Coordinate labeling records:
-=-=-=-=-

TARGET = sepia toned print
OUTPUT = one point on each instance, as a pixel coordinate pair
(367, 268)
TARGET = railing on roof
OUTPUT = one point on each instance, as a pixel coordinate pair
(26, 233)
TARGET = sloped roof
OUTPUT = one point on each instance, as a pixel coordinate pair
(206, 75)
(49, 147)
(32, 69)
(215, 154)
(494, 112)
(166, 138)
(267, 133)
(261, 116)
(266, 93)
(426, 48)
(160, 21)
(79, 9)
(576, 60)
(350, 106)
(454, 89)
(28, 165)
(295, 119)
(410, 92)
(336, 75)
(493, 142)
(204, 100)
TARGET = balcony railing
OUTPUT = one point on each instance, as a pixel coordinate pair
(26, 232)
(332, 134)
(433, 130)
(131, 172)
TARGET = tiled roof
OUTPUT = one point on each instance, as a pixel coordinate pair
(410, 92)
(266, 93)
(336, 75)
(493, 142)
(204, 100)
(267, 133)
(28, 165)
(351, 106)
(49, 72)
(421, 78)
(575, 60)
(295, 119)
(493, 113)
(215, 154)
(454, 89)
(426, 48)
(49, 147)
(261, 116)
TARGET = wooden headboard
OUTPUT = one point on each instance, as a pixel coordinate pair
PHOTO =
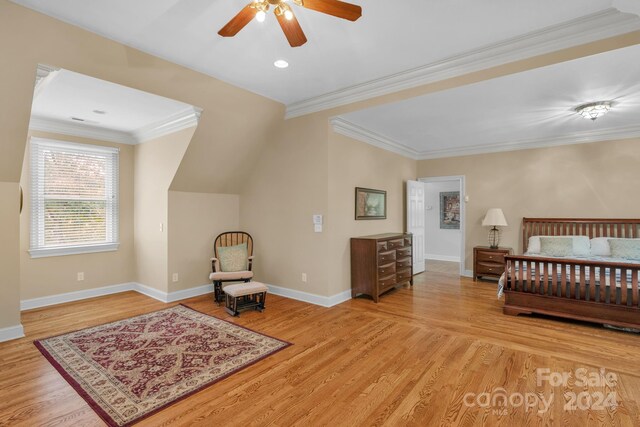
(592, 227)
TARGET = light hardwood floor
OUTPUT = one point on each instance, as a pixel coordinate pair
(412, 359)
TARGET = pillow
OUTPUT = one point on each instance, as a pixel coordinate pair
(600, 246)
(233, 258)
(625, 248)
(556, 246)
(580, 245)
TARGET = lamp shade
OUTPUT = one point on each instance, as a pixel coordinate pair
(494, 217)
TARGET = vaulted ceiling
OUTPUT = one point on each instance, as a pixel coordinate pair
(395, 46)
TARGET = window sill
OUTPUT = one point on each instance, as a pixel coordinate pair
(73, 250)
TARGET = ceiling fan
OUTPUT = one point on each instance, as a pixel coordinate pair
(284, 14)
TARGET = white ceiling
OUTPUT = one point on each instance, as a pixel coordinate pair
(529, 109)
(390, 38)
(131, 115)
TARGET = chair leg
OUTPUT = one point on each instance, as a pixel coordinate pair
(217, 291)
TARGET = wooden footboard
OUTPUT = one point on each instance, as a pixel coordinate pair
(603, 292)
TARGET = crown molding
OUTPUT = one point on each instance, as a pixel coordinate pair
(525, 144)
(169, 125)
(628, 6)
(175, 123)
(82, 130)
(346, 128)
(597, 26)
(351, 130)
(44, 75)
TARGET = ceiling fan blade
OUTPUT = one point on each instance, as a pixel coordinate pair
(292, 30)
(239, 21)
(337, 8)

-=-=-=-=-

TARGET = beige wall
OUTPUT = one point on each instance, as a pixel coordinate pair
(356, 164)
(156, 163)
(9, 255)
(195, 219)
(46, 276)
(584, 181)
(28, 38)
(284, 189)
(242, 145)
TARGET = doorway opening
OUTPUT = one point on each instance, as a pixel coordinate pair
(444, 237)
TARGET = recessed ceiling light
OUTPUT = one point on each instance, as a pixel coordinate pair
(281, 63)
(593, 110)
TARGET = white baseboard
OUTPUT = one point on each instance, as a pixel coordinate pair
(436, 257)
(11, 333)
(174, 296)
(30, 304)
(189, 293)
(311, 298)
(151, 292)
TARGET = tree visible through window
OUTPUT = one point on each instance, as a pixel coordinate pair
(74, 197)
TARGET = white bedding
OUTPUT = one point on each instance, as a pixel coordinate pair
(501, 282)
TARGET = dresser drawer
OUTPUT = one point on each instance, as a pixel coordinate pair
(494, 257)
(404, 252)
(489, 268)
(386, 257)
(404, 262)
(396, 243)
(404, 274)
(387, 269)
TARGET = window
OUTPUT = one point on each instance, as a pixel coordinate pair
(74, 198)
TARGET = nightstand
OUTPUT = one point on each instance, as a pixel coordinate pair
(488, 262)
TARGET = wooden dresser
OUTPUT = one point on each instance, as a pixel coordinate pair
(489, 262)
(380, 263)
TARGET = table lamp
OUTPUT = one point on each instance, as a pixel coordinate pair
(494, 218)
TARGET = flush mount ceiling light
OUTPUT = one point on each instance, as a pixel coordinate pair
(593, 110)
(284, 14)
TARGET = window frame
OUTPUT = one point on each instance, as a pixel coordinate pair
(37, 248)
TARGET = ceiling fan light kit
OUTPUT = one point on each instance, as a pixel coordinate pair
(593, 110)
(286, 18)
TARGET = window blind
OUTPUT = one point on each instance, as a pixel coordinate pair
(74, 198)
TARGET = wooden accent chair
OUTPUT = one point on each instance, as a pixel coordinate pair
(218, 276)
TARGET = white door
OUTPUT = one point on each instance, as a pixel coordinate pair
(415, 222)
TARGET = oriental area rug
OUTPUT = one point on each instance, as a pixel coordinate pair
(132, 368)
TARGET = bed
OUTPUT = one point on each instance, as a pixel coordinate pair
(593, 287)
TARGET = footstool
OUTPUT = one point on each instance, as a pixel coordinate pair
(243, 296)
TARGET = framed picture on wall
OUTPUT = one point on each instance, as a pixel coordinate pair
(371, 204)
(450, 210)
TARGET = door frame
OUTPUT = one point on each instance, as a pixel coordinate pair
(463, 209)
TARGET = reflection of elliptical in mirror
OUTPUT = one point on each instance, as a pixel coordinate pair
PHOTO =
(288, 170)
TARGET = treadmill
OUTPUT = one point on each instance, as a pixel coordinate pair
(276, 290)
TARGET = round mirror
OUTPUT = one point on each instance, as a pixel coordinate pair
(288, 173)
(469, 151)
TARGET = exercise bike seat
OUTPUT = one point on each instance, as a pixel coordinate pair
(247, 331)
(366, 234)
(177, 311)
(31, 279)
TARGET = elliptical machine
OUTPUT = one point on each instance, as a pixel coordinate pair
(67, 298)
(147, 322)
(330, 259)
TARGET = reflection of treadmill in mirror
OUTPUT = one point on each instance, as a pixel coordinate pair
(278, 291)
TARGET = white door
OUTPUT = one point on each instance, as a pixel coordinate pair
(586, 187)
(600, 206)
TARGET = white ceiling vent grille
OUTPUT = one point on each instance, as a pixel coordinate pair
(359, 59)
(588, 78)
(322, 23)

-=-=-=-=-

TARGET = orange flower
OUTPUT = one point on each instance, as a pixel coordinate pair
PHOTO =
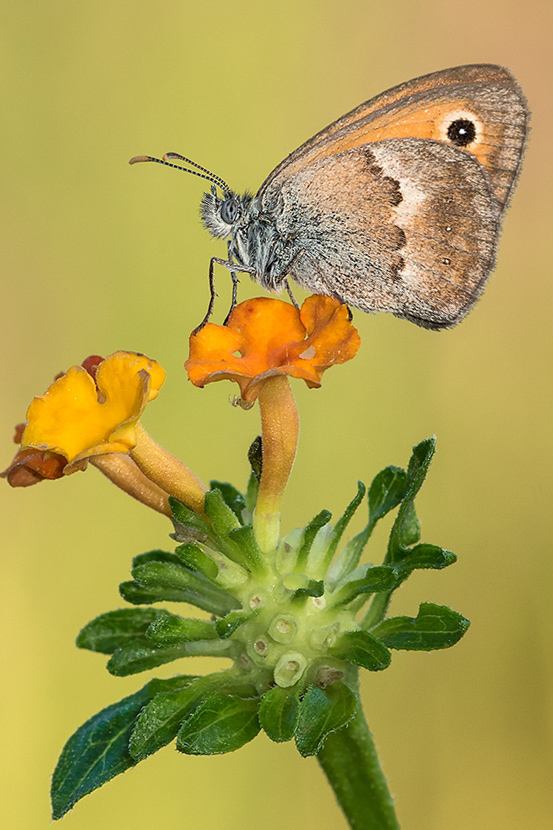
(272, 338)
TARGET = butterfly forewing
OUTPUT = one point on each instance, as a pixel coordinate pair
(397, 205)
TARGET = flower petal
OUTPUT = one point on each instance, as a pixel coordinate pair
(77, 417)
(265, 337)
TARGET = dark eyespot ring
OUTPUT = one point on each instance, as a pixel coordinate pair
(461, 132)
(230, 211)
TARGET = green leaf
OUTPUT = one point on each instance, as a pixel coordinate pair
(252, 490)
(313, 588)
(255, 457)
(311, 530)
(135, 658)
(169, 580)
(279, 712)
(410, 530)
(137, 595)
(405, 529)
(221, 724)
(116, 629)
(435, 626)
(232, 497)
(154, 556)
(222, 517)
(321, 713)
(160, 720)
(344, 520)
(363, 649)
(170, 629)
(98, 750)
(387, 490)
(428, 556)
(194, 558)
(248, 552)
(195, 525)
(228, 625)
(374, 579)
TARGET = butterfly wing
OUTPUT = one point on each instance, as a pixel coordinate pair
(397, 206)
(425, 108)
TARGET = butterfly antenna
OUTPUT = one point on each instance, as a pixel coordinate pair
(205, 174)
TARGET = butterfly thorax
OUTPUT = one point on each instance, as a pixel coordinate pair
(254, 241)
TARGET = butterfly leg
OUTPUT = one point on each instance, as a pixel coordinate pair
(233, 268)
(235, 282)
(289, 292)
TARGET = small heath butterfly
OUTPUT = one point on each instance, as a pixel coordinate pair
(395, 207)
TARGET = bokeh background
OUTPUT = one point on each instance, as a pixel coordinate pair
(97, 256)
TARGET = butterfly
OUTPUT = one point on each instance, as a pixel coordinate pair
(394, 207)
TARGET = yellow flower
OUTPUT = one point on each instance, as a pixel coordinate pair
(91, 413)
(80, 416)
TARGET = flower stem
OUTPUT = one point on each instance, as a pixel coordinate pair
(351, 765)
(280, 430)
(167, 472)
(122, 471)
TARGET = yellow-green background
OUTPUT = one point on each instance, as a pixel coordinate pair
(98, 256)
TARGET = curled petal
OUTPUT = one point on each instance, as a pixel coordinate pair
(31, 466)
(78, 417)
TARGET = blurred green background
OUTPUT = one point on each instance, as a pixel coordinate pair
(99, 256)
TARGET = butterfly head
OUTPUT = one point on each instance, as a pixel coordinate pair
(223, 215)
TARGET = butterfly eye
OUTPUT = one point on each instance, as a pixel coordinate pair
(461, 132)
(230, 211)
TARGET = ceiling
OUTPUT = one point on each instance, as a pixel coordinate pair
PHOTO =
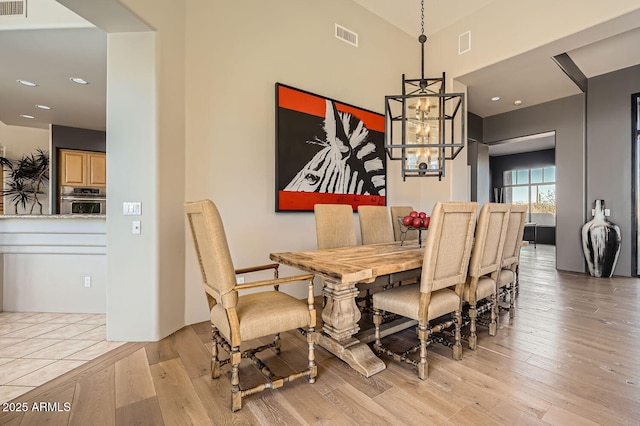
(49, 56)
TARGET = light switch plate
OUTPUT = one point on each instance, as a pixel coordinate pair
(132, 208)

-=-=-=-=-

Gather every line of the records above that contains the word "lamp", treating uppercase and lowercase letters as different.

TASK RESULT
TARGET = lamp shade
TARGET = table lamp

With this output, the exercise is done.